A project that takes a file of hostnames that have a reference to COVID-19 and attempts to separate the malicious from the valid. The goal here was to get a viable package available as quickly as possible to help mitigate the affect of opportunistic attackers. This is still a work in process and should be used as a base for a business to build off of. Some of the cutoff variables for scoring were picked in a good but relatively arbitrary manner. You can adjust the cutoffs to be more or less stringent based off of your needs.
This project collects the information published by a researcher at: https://1984.sh/covid19-domains-feed.txt
Because this project, written in Python, is dependent on the library python-whois (https://github.com/DannyCork/python-whois) to access a DNS, there are some issues that can only be worked out in that library. For instance, the country code TLD for Portugal, .pt, is not recognized in that library as valid. The program, by design, has to make a lot of DNS calls which affects the runtime of the program. This will often take several hours on a standard laptop, but running on a server can cut the runtime down significantly.
The program is able to run on a minimum of Python 3.5.2 but with some issues. The whois.exceptions.FailedParsingWhoisOutput exception will be raised on certain hostnames for users of Python 3.5.2 but is not raised when using Python 3.8.1. While the program still runs and can give priliminary results on hostnames, for the most accurate results, it is suggested to use the most up to date version of Python you can.
The overall project is as follows:
- First, access the information on the website.
________________________________________
- _Work to be completed_
Please answer these questions about the COVID-19 hostname project description above.
1. From what web address does the project collect its information?
2. Which country code TLD does the python-whois library fail to recognize as valid?
3. What is the minimum Python version the program can run on?
________________________________________
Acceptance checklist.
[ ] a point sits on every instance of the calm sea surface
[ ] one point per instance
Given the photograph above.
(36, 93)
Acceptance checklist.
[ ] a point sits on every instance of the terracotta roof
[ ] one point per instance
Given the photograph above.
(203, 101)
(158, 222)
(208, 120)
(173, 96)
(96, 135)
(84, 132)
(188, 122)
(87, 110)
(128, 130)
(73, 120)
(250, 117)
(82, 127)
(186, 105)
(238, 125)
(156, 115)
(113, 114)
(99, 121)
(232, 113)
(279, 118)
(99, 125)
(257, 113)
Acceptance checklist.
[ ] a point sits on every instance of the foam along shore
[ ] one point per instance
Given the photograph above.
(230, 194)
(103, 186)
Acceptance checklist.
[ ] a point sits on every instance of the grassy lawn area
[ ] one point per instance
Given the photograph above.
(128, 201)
________________________________________
- _Task answer_
1. https://1984.sh/covid19-domains-feed.txt
2. .pt, the country code TLD for Portugal.
3. Python 3.5.2.